**Work to complete**
Please transcribe the lines below exactly, and leave every image behind.

**Provided data**
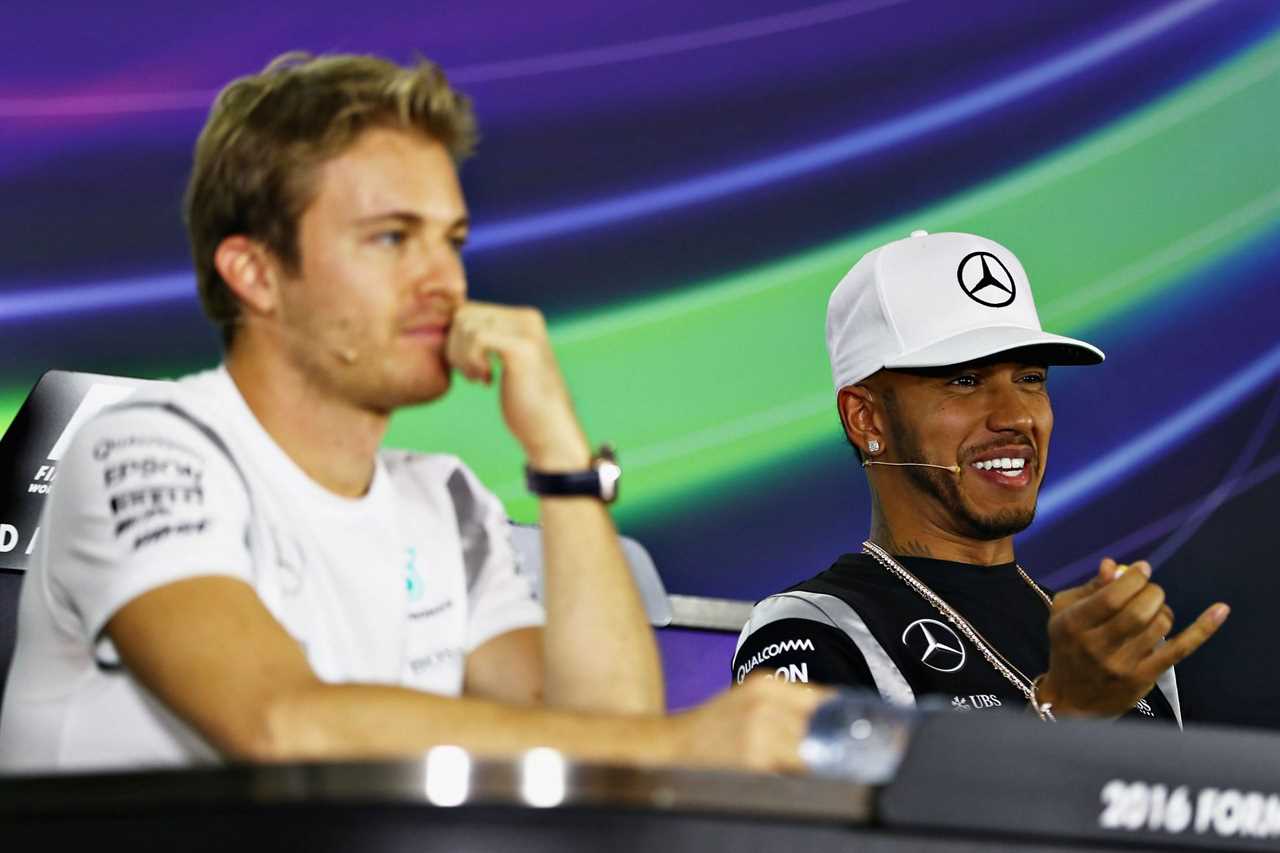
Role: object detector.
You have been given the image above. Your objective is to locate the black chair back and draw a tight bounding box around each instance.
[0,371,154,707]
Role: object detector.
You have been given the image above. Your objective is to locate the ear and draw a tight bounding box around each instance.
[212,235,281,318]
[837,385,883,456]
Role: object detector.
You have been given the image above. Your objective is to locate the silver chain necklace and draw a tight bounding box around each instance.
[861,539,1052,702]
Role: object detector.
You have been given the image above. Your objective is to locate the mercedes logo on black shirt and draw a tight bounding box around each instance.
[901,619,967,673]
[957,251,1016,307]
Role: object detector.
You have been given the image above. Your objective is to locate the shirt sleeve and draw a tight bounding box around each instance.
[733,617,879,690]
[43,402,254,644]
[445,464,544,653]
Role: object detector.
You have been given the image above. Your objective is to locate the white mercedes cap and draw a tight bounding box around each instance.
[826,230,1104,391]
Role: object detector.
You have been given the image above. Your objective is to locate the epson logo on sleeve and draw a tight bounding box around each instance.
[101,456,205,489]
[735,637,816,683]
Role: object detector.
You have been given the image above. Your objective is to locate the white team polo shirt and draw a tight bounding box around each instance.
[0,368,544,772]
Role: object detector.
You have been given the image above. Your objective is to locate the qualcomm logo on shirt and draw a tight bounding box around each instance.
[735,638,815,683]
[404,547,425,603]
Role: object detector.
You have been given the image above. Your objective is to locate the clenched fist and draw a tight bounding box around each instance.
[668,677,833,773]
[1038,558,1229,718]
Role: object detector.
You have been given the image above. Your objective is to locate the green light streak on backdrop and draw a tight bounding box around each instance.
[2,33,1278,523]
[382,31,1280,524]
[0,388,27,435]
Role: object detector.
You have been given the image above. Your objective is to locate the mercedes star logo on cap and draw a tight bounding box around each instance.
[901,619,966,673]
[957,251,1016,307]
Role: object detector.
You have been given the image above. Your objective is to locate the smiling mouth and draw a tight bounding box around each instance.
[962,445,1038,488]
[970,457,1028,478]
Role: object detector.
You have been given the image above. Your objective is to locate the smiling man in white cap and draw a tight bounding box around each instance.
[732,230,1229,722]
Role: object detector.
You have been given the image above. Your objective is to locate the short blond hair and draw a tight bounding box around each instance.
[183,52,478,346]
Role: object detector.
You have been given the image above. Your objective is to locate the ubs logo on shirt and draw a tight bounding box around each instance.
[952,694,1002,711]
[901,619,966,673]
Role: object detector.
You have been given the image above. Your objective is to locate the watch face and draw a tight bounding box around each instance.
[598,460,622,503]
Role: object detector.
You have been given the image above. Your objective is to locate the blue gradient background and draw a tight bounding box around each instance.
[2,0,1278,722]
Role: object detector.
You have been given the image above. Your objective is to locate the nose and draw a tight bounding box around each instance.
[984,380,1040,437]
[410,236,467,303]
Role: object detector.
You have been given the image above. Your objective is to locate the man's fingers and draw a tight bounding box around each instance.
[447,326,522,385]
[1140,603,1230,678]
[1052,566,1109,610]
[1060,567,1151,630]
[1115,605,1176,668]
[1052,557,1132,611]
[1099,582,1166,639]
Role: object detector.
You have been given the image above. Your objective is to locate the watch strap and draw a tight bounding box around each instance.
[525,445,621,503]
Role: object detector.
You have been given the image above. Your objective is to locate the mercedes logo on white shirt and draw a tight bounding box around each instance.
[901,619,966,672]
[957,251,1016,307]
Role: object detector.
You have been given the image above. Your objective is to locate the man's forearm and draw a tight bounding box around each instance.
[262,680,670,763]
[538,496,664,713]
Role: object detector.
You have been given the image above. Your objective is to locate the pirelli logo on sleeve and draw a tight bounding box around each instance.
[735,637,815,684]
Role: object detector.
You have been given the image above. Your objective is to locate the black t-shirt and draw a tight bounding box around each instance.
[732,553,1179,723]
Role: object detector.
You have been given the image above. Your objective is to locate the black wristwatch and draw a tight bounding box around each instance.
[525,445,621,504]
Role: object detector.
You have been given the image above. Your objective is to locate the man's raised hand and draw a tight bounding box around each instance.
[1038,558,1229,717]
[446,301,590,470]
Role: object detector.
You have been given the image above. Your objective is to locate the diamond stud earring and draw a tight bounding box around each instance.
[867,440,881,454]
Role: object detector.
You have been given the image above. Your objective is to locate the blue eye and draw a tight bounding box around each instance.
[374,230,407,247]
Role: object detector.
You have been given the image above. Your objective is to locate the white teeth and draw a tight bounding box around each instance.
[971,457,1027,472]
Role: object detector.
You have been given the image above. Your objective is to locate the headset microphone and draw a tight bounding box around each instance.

**Output below**
Role: object detector.
You have been given the image above. Your objective is to locate the black chair back and draw a tight bounding box around each instance.
[0,371,154,707]
Role: object detector.
You have been given the image above. Your objective is to locate the ear and draw a tight bounding box around each instance.
[212,235,281,318]
[837,385,883,456]
Role: object detector.
You have been given the image above. Your objective is to locate the silver chain necklace and draw a tight bounding box around each instance.
[861,539,1052,702]
Role: object detector.
You have been given the image above. Your objective is to locate the mercedes logo on black shirt and draw a tight bounding box around each instance.
[901,619,967,673]
[957,251,1016,307]
Role: object detector.
You have been given the image above. Your objective is to locate the shirt sleeve and draw a tight bounding box around each instance.
[733,617,879,690]
[43,402,254,644]
[445,464,544,653]
Role: object detector.
You have been given the image above. Your objective is to locate the white mercedes cap and draw a tight bounding box around each instance.
[826,230,1104,391]
Role: object detector.
You have been given the image above. Your objective is to locate the epson logo on sleeve and draw a tight bounding box around each instance.
[101,456,205,489]
[735,637,816,683]
Role: object detector.
You have been given the image above. Your objective is to locate the white team polo shirt and draw a tight bounding box around each instance.
[0,368,544,772]
Role: object detector.
You have been given the image above. Your objective is to locate the qualcomm logo on shirt and draw a tight bounding box around each instance.
[735,638,815,683]
[404,547,425,603]
Role: object detector.
You have been given the image above. Your objective is to locate the clenched fist and draw a tight bounding box around each instance.
[668,677,833,773]
[1038,558,1229,718]
Role: object detector.
You have been given the image above. Your objective is to locate the green light streak on backdrop and draw a tight bounding box around each instance.
[2,33,1278,523]
[382,31,1280,524]
[0,388,27,435]
Role: object detector.
You have been given the image above. Your objective is to locate the mercedes star logo on cap and draw a tight bounding box around each instance.
[901,619,966,673]
[957,251,1016,307]
Role: object detector.
You have been given the image above. Your objective is to locate the smiling mouth and draw a tight bounding box around each instance.
[962,445,1038,488]
[970,457,1028,478]
Role: object detector.
You have been given the image above. Your objective is to locate the smiling man in white cap and draw a tight bounding box around each instance.
[732,230,1229,722]
Role: object detector.
You have been given the image above. Your objective is to locate the short blond hair and draw a tight bounding box around each instance.
[183,52,478,346]
Role: object detector.
You have been given the image above. Your objective is to locate the ubs logo on shirt and draw a tight bounding box around each instance.
[952,694,1002,711]
[901,619,966,673]
Role: object detector.
You have been given the image above. Your objective is to locate the watch face and draw a tight bounding box around each instance.
[598,460,622,503]
Role: object detector.
You have been given the image above. Your objective is to locate the blue gradient background and draw a tight bounding box around each instance.
[2,0,1278,722]
Role: object detector.
You have been given the image above. Your objective is to locate the nose and draw a tight bounding box around each instance.
[984,380,1040,437]
[410,236,467,303]
Role: object detector.
You have been given the image above. Your objective is to locate the man's fingers and draw a tight bounding box around each instance.
[447,326,522,385]
[1140,603,1230,678]
[1052,566,1109,610]
[1060,567,1151,630]
[1115,605,1176,668]
[1052,557,1132,611]
[1099,582,1166,639]
Role: object detector.
You have been given the image above. Your objective is to locate the watch strap and draw a tight bounding box around each instance.
[525,445,621,503]
Role: object detector.
You have been given the image above. Your objective is to locate the mercedes logo on white shirt and draw a tight bounding box around each instance.
[901,619,966,672]
[957,251,1016,307]
Role: object detector.
You have been given the image above. Your objective is to locate the man's forearm and draw a tight bounding box around each instance.
[262,680,670,763]
[538,496,664,713]
Role: object detector.
You have been given the image above. Your objective is to locate the pirelli logo on sleeve and draw a tight bounding box around each instance.
[735,637,815,684]
Role: object detector.
You have been given the image above. Your objective is to locate the black t-shirt and draw a tight bounding box around each instance.
[732,553,1179,723]
Role: object detector.
You have been given the image above. Your objective is to locate the black wristwatch and draw a tight bounding box around each instance.
[525,445,621,504]
Role: object detector.
You have been given the image above. Your objective is to locate the man's raised hand and draw a tight bounding box around each instance.
[1038,558,1229,717]
[446,301,590,470]
Role: object detector.
You have been given the image above. Your objective is to locate the diamond stud earring and draw a tight bounding box around each instance.
[867,440,881,454]
Role: object detector.
You have been given the image above. Your objective is to locate the blue eye and draw a tight bounding box around each instance.
[374,230,407,247]
Role: object detector.
You have been given the image above. Your objective is to locate the white teeth and draw a tight bounding box around each instance.
[971,457,1027,472]
Role: object detector.
You have been given the image above. Your objective is to locate the headset microphone and draw a tight bounding box around each instance.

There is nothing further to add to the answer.